Rewrite all of the data below, swapping "Detect" for "Locate" wherever it occurs and leaving every other word unchanged. Omit the pictures from your version.

• **Region labeling data**:
-=-=-
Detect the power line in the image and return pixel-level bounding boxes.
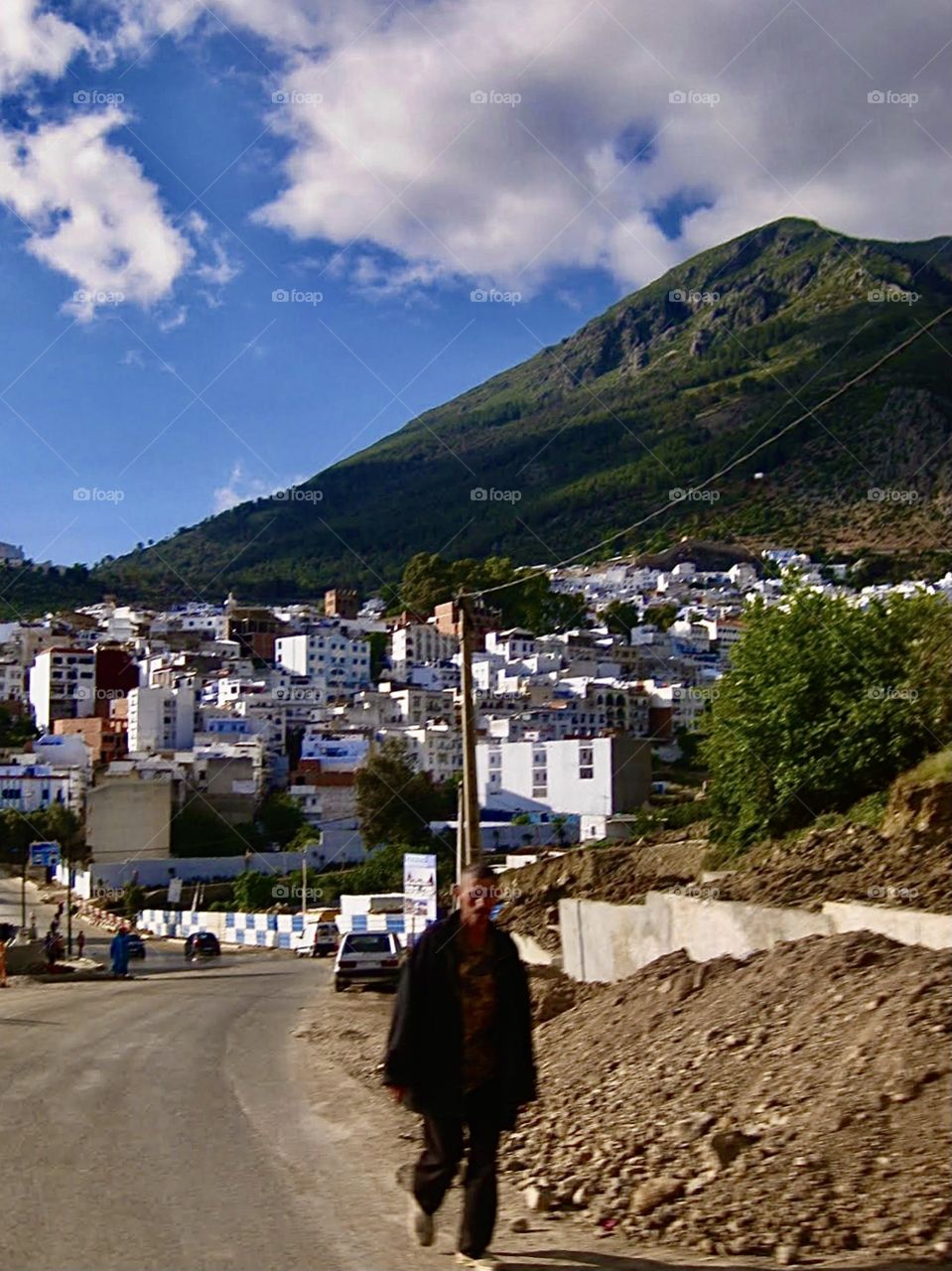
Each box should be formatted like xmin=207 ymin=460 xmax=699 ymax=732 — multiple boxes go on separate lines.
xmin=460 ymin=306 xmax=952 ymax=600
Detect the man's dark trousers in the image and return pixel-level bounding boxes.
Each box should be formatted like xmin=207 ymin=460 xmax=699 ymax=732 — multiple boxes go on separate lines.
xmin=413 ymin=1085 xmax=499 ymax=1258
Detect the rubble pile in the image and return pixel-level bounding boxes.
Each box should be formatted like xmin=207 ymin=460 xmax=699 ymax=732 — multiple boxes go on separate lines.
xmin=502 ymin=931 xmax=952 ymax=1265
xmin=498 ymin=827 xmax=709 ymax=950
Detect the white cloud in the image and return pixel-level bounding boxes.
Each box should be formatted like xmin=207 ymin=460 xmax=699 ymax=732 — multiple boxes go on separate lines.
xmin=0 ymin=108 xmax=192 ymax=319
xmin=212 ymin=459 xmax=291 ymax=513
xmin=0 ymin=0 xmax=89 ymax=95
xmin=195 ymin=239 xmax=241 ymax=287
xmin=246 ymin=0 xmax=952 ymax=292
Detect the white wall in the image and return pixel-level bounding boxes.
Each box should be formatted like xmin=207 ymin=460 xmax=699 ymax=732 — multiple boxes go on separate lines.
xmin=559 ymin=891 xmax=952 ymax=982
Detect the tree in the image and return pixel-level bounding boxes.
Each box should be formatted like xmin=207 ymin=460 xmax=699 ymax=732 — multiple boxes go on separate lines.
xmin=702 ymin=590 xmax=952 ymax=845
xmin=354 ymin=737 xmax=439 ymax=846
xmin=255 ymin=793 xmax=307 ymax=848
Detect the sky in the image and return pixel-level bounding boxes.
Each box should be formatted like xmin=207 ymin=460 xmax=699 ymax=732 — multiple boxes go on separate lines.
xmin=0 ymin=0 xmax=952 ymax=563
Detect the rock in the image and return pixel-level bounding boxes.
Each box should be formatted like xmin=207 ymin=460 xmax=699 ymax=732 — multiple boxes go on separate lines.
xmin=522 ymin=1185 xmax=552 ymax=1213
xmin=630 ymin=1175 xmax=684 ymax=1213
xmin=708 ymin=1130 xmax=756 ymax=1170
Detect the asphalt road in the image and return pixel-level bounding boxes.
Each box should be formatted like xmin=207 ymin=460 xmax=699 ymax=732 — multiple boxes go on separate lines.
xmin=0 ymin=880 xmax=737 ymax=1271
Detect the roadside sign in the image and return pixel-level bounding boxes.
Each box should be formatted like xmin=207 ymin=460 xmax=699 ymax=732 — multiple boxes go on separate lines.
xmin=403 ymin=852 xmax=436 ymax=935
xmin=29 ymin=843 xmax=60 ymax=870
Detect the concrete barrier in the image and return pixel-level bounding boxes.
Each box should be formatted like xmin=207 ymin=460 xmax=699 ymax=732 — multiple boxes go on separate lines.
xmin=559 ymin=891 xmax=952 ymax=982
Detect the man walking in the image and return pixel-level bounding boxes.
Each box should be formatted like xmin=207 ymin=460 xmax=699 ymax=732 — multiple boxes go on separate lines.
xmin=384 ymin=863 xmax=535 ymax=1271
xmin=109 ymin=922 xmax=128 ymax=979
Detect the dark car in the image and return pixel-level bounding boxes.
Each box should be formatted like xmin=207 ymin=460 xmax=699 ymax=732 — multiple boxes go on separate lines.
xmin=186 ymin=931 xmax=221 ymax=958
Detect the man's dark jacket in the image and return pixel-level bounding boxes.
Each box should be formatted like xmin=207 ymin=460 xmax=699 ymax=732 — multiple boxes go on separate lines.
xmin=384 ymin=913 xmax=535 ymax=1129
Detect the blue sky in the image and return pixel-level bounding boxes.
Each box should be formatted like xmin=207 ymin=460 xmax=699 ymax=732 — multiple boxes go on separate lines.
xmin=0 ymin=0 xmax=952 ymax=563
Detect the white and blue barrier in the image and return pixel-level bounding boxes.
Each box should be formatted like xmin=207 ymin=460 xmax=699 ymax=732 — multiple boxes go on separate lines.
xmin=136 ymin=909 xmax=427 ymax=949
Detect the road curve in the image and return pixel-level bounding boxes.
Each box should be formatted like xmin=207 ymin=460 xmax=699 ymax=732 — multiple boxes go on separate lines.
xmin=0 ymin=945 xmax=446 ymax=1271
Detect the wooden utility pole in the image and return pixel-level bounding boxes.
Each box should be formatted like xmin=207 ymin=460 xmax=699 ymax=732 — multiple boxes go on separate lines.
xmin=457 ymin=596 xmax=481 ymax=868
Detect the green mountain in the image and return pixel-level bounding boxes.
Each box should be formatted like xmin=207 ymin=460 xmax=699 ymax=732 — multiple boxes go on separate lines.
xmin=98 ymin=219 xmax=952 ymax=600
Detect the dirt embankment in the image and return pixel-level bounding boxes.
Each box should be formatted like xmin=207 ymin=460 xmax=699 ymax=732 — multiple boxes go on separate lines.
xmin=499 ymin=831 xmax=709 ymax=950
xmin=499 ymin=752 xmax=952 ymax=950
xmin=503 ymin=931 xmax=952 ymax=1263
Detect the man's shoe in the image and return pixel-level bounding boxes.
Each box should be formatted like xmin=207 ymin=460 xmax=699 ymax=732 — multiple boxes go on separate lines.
-=-=-
• **FULL SOLUTION**:
Locate the power line in the image and return pixel-level bounding boxes.
Each box should be formatted like xmin=207 ymin=460 xmax=699 ymax=732 — multiple boxes go on separate lines.
xmin=460 ymin=306 xmax=952 ymax=600
Locate the man's dark trousers in the image and return pixel-level bounding boxes.
Each box should be formatted like xmin=207 ymin=460 xmax=699 ymax=732 — multiple boxes go on separate lines.
xmin=413 ymin=1085 xmax=499 ymax=1258
Locate the rubble pile in the image and return pixel-level bounding boxes.
Each box should be formatted like xmin=207 ymin=460 xmax=699 ymax=732 — multiple boxes go on separate lines.
xmin=502 ymin=931 xmax=952 ymax=1265
xmin=498 ymin=827 xmax=709 ymax=950
Locate the white cloud in the image and return pixel-level bounding boxes.
Each box should be formatted like xmin=207 ymin=460 xmax=699 ymax=732 — multiple boxes go on separate lines.
xmin=0 ymin=108 xmax=192 ymax=319
xmin=212 ymin=459 xmax=291 ymax=513
xmin=0 ymin=0 xmax=89 ymax=95
xmin=195 ymin=239 xmax=241 ymax=287
xmin=246 ymin=0 xmax=952 ymax=292
Locate the white wall in the image and return pixel-level bounding boxes.
Each box should be formatted like xmin=207 ymin=460 xmax=699 ymax=732 — multiple boxes go on separate lines.
xmin=559 ymin=891 xmax=952 ymax=982
Locate the tree in the image and return pixel-level bounding boxes.
Each box should be formatted like xmin=207 ymin=460 xmax=699 ymax=732 — multiple boxes go on separate lines.
xmin=702 ymin=590 xmax=952 ymax=845
xmin=354 ymin=737 xmax=439 ymax=846
xmin=255 ymin=793 xmax=307 ymax=848
Locate the sky in the image and return pixel-level bounding boxes.
Each box should be formatted like xmin=207 ymin=460 xmax=699 ymax=732 — multiple boxes go on separate lines.
xmin=0 ymin=0 xmax=952 ymax=563
Locate the rock in the image and return pixel-level bounding boxes.
Each box should be formatted like xmin=207 ymin=460 xmax=699 ymax=732 — multiple boxes go on separate lines.
xmin=522 ymin=1185 xmax=552 ymax=1213
xmin=630 ymin=1175 xmax=684 ymax=1213
xmin=708 ymin=1130 xmax=756 ymax=1170
Locate the asphalt road in the image and return pixel-level bounding boxes.
Each box should be formatted like xmin=207 ymin=460 xmax=699 ymax=732 — multiple boxes go on separate lines.
xmin=0 ymin=880 xmax=737 ymax=1271
Locate the roadside sign in the image and return pixel-level bounding boxes.
Each box should be formatted like xmin=207 ymin=460 xmax=699 ymax=732 — multiple boxes go on separate lines.
xmin=403 ymin=852 xmax=436 ymax=935
xmin=29 ymin=843 xmax=60 ymax=870
Locate the concrete barrier in the image and return pixel-level bounding boxes.
Each box should be formatted like xmin=207 ymin=460 xmax=699 ymax=732 — multiple boxes go on separate lines.
xmin=559 ymin=891 xmax=952 ymax=982
Locate the man walking in the image and return pixel-level bounding boxes.
Each box should be formatted like xmin=207 ymin=460 xmax=699 ymax=732 — multiple boxes go on separate lines.
xmin=384 ymin=863 xmax=535 ymax=1271
xmin=109 ymin=922 xmax=128 ymax=979
Locate the dark car in the image and return pixel-level bounding boxes.
Each box should be formatted like xmin=207 ymin=460 xmax=699 ymax=732 — multiple boxes go on separate lines.
xmin=186 ymin=931 xmax=221 ymax=958
Locate the man's dark jacket in the image and return pixel-level bounding boxes.
Each box should be formatted like xmin=207 ymin=460 xmax=699 ymax=732 — multiple boxes go on separate lines.
xmin=384 ymin=913 xmax=535 ymax=1129
Locate the blue sky in the image and return pixel-level bounding boxes.
Each box should be formatted like xmin=207 ymin=460 xmax=699 ymax=732 — multiple boxes go on separate lines.
xmin=0 ymin=0 xmax=952 ymax=563
Locate the white and blue barrier in the image and return pixel-level bounding boxes.
Each box should be formatted like xmin=207 ymin=460 xmax=699 ymax=732 — multiple boxes go on separate lines.
xmin=136 ymin=909 xmax=427 ymax=949
Locate the road curve in the image and return pixel-level bounding boxes.
Each box should be formatted like xmin=207 ymin=460 xmax=699 ymax=732 — multiple boxes go on separate lines.
xmin=0 ymin=945 xmax=446 ymax=1271
Locate the wooden utility pole in the image and return pixel-level bounding boxes.
Each box should be formatted like xmin=207 ymin=460 xmax=699 ymax=732 — multiple boxes go on separate lines.
xmin=457 ymin=596 xmax=481 ymax=868
Locate the green mountain in the image and return pixel-level bounding boxes.
Each box should be formatted like xmin=207 ymin=460 xmax=699 ymax=732 — multiple boxes go on separate lines.
xmin=98 ymin=219 xmax=952 ymax=600
Locate the dirt embankment in the image and return pixel-level bounding boxes.
Each box should be formatted like xmin=207 ymin=460 xmax=699 ymax=732 — multiple boxes go on separate lines.
xmin=499 ymin=831 xmax=709 ymax=950
xmin=499 ymin=752 xmax=952 ymax=950
xmin=503 ymin=931 xmax=952 ymax=1263
Locate the man's shoe in the image and return pixel-level bounding boxes.
Each box should be formatted like xmin=207 ymin=460 xmax=699 ymax=732 — multiple boxes go on separate lines.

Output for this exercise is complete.